** START OF DATA EXCERPTS **

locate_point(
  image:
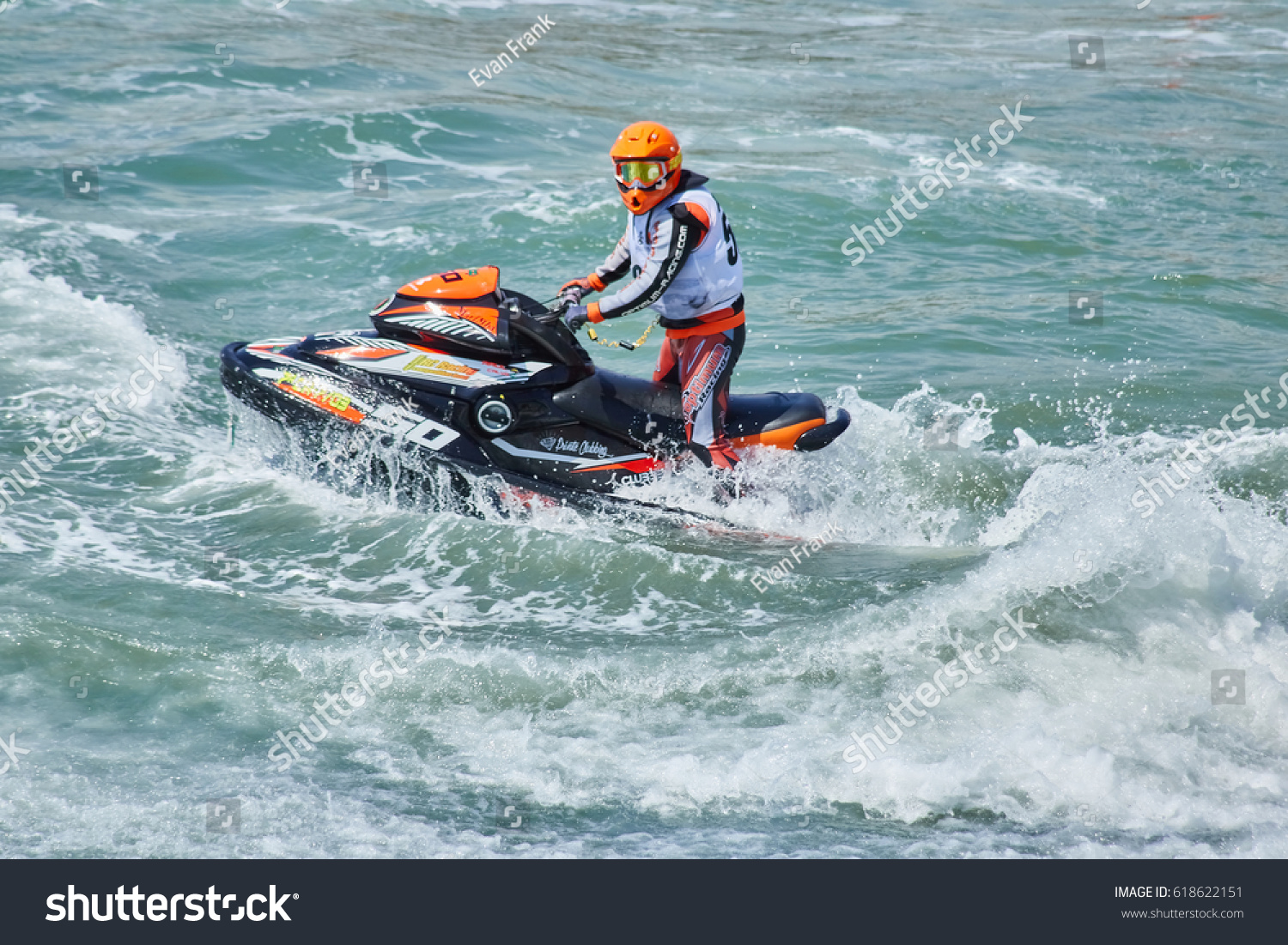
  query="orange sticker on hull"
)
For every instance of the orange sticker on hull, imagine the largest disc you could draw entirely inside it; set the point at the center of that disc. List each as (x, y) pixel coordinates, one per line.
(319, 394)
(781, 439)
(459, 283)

** END OF DATA EXCERPTS **
** START OF DATA EXCERPTS **

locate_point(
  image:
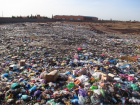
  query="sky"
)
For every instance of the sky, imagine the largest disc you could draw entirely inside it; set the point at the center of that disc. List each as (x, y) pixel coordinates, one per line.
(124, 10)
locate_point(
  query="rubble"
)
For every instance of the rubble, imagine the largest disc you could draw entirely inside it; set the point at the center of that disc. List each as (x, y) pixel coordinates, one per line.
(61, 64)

** END OF DATA EXCERPTS **
** START OF DATA EXCERPTS **

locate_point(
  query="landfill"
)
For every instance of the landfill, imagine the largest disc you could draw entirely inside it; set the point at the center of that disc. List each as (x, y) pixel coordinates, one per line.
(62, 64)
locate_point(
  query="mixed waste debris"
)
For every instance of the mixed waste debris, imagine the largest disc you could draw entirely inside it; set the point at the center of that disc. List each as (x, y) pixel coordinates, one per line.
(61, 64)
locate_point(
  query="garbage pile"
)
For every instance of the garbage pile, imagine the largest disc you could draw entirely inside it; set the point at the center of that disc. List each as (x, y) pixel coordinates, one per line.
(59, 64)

** END OF DATA EXCERPTS **

* _TO DO_
Return every line of the material above that contains the word "hull". Case counts.

* _ANSWER FOR THE TASK_
  query="orange sticker on hull"
For every instance of the orange sticker on hull, imagine the largest disc you could draw entirely inside it; set the point at the center of that disc. List each as (x, y) pixel coordinates, one per line.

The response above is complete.